» Description of the task: Convert the data listing below into a numbered list, one line per item, skipping any blank lines and omitting the pictures.

[Data listing]
▼
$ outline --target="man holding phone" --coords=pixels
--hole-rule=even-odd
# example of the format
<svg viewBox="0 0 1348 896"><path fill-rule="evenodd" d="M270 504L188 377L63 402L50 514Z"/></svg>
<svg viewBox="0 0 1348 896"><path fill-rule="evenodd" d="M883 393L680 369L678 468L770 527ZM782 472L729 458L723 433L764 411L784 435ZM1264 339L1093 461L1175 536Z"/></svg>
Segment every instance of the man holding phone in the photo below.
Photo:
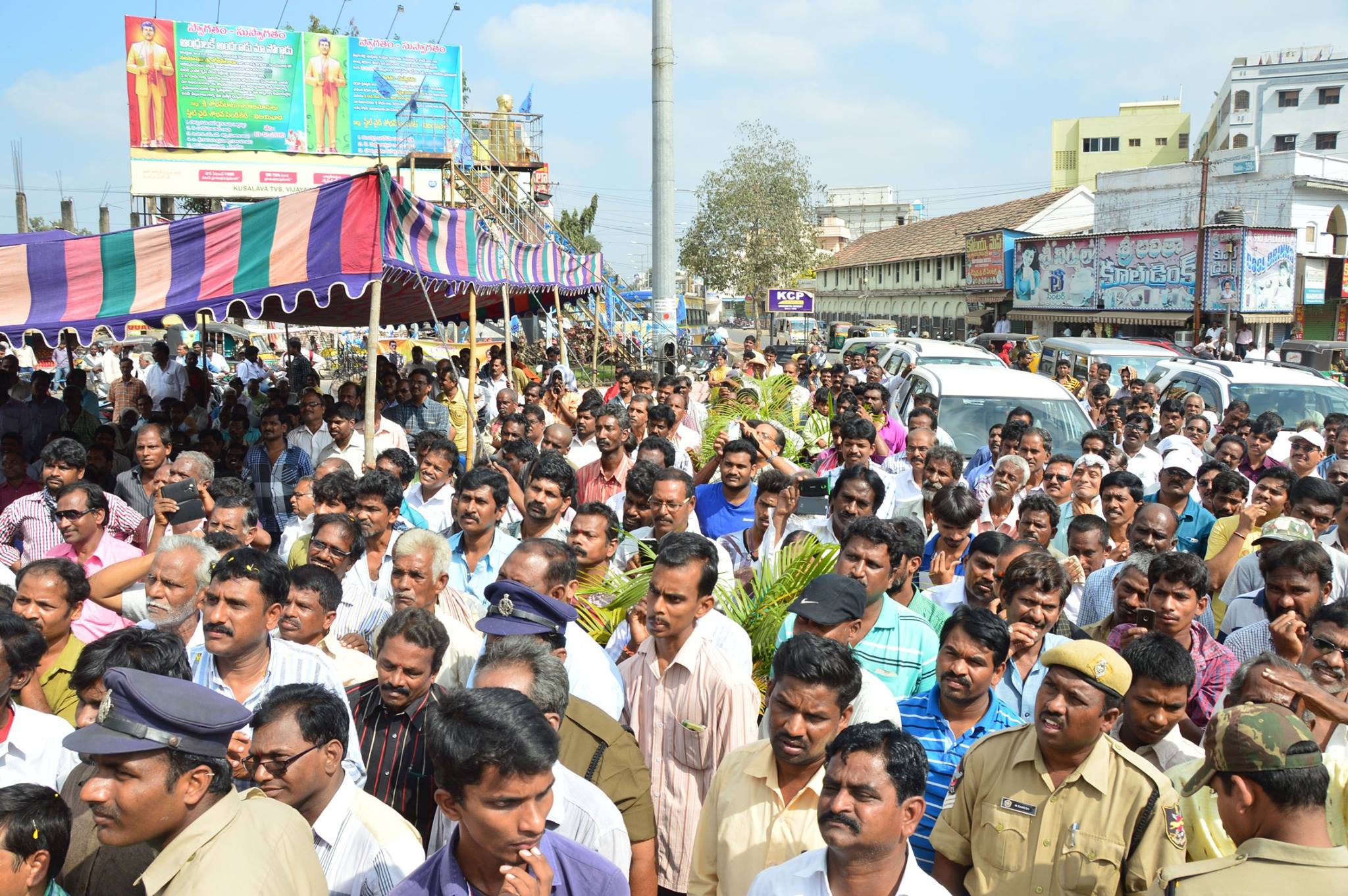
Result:
<svg viewBox="0 0 1348 896"><path fill-rule="evenodd" d="M1132 625L1123 622L1109 632L1109 647L1127 651L1134 640L1161 632L1189 651L1194 683L1185 706L1181 730L1198 741L1202 726L1219 709L1217 698L1227 689L1240 663L1208 633L1198 616L1208 608L1208 567L1196 554L1162 554L1147 570L1147 604L1138 608Z"/></svg>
▲
» Solution:
1. $ outline --target="man holding phone" --coords=pixels
2. --hole-rule=even-odd
3. # example of the format
4. <svg viewBox="0 0 1348 896"><path fill-rule="evenodd" d="M270 504L188 377L63 402L50 514Z"/></svg>
5. <svg viewBox="0 0 1348 896"><path fill-rule="evenodd" d="M883 393L680 369L678 468L770 527ZM782 472L729 458L723 433L764 411L784 435ZM1264 339L1093 461L1175 536Z"/></svg>
6. Segment every instance of the man holding phone in the photo below.
7. Photo:
8. Result:
9. <svg viewBox="0 0 1348 896"><path fill-rule="evenodd" d="M1132 625L1123 622L1109 632L1109 647L1127 651L1134 640L1161 632L1189 651L1194 683L1185 706L1181 730L1198 741L1202 726L1219 709L1217 698L1227 689L1240 663L1208 633L1198 616L1208 608L1208 567L1196 554L1162 554L1147 570L1147 604L1138 608Z"/></svg>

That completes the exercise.